Material for this task:

● ● ● ● ● ● ●

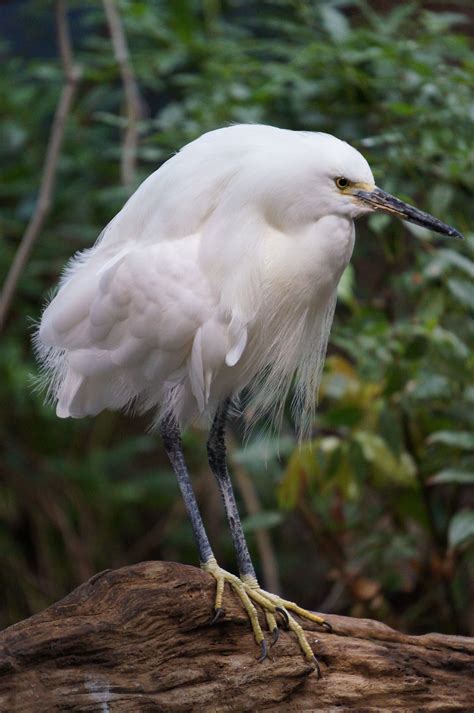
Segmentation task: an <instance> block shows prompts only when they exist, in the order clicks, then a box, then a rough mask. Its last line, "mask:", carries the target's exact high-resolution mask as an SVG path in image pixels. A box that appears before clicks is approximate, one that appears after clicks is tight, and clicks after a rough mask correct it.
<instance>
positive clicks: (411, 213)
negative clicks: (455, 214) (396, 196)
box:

● ● ● ● ● ● ●

Copy out the text lines of the records above word for word, without the pictures.

Task solution:
Segmentation task: an <instance> block shows prompts only when they exist, in the order clicks, then a box, then a rough mask. Its last line, "mask:", carries the target's exact high-resolution mask as an SVG path in image pixels. A box that appears before clicks is approximate, one that appears after clicks is tight, and clicks after a rough mask correct it.
<instance>
positive clicks: (411, 213)
negative clicks: (455, 214) (396, 196)
box:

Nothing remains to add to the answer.